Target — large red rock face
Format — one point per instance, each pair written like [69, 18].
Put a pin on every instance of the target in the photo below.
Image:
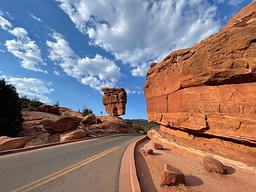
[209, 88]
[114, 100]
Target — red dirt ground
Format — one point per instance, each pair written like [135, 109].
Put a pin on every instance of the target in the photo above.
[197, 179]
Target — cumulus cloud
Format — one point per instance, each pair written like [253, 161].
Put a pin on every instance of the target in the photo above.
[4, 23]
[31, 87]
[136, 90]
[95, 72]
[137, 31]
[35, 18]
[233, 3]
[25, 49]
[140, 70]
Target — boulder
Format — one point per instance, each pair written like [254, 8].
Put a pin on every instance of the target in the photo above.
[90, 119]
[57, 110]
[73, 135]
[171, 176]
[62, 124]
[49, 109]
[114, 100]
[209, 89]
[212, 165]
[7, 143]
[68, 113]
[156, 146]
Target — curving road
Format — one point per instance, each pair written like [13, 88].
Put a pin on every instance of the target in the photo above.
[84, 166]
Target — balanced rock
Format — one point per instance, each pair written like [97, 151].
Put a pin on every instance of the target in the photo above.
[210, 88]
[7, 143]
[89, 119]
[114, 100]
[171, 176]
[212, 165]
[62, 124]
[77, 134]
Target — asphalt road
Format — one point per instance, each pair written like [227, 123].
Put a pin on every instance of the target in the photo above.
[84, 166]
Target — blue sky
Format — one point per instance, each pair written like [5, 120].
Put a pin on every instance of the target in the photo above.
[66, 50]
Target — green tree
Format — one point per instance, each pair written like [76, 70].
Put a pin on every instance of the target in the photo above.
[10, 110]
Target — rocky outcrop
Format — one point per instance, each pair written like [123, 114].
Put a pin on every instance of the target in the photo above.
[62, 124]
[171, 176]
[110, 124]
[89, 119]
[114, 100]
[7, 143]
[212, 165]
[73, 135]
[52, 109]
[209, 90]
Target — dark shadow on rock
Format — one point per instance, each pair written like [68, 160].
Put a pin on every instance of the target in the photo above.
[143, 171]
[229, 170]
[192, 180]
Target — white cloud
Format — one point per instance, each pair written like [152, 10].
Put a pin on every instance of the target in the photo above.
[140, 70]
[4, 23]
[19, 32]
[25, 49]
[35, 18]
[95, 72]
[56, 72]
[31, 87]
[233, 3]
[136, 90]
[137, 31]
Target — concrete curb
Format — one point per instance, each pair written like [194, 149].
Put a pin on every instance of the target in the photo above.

□ □ □ □ □

# Written instruction
Put the material into a Markdown table with columns No. and Line, one row per line, covering everything from the line with "Target — blue sky" through the last line of the material, both included. Leave out blank lines.

# Correct response
| No. | Line |
|---|---|
| 1 | Target — blue sky |
| 2 | Format — one point per instance, each pair written like [5, 120]. |
| 3 | Put a pin on every instance of the target in the photo above. |
| 4 | [66, 50] |
| 5 | Target — green tree |
| 6 | Format — one point per instance, each pair written like [76, 70]. |
| 7 | Put a pin on every instance of the target in the photo above. |
| 8 | [10, 110] |
| 9 | Target — rocky outcrop |
| 10 | Format — one point per instance, each pair written like [123, 114]. |
| 11 | Put a pin on every instance of the target in the photo above. |
| 12 | [62, 124] |
| 13 | [171, 176] |
| 14 | [110, 124] |
| 15 | [89, 119] |
| 16 | [114, 100] |
| 17 | [7, 143] |
| 18 | [212, 165] |
| 19 | [73, 135] |
| 20 | [52, 109] |
| 21 | [209, 90] |
| 22 | Target — dark shadow on rock |
| 23 | Format — one point per instance, each pair written like [68, 160]. |
| 24 | Put a pin on every instance of the target in the photo above. |
| 25 | [143, 171] |
| 26 | [229, 170] |
| 27 | [192, 180] |
| 28 | Target — white cloud |
| 29 | Format — one point per instance, each pair written like [152, 10]. |
| 30 | Put a pin on every instance of the target in the photo above. |
| 31 | [140, 70] |
| 32 | [4, 23] |
| 33 | [19, 32] |
| 34 | [25, 49] |
| 35 | [35, 18] |
| 36 | [95, 72] |
| 37 | [56, 72] |
| 38 | [31, 87] |
| 39 | [233, 3] |
| 40 | [136, 90] |
| 41 | [137, 31] |
| 42 | Target — concrete curb |
| 43 | Format — one point per instance, each pair written like [194, 149]. |
| 44 | Put a pin on every instance of the target in the photo above. |